-- SOURCE TEXT --
+---+
Well we've reached the end of a long weekend - a great Thanksgiving weekend :) - and now its the start of a really long week for me. Tonight I'm flying a redeye to Chicago for the annual Radiological Society of North American conference, the biggest medical imaging show in the world, and then on to Houston for a meeting with a customer, then to Vista for a board meeting. Whew. Oh yeah and squeezed somewhere in there is my birthday. Who knows if I'll have time to blog, but in the meantime, it's all happening...
I guess this "climategate" thing really has legs... I'm not a student of the data in question, or the way it has been manipulated, but clearly the scientists involved where not behaving like scientists. Eric Raymond has looked at some code and finds the comment: Apply a VERY ARTIFICIAL correction for decline!! . His observation seems apt: "this, people, is blatant data-cooking, with no pretense otherwise." That's not science; you're supposed to want the truth no matter what, not reason backward from some political point of view.
+---+
-- TASK BRIEF --
Copy word for word the part of the blog post above between "I guess this" and "point of view.", inclusive.

-- RECORDS --
+---+
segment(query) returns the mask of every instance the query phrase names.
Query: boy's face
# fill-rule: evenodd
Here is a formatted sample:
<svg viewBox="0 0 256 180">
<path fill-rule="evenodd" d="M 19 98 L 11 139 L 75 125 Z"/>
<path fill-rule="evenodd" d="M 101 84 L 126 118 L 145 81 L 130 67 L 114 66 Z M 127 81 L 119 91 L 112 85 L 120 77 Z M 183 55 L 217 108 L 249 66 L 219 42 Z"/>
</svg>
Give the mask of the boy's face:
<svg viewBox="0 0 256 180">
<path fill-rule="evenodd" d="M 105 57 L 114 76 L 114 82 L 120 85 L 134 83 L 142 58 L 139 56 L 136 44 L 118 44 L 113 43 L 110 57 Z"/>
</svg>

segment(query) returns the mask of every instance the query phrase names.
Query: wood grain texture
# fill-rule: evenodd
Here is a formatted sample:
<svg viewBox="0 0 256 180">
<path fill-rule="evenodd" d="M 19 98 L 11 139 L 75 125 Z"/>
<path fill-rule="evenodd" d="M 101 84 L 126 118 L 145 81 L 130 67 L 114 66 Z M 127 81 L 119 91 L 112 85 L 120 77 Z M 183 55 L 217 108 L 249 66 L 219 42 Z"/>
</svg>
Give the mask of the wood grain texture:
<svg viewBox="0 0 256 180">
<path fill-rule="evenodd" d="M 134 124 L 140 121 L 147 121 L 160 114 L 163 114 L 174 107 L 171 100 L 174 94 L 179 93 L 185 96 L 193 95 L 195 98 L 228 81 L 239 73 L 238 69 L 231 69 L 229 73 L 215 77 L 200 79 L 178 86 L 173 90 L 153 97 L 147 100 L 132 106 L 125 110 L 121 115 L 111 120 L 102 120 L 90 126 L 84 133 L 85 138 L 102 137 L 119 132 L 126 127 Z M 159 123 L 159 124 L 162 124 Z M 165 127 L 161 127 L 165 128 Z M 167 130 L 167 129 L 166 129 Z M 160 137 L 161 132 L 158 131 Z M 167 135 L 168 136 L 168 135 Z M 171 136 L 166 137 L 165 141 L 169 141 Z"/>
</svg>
+---+
-- ANSWER BOX --
I guess this "climategate" thing really has legs... I'm not a student of the data in question, or the way it has been manipulated, but clearly the scientists involved where not behaving like scientists. Eric Raymond has looked at some code and finds the comment: Apply a VERY ARTIFICIAL correction for decline!! . His observation seems apt: "this, people, is blatant data-cooking, with no pretense otherwise." That's not science; you're supposed to want the truth no matter what, not reason backward from some political point of view.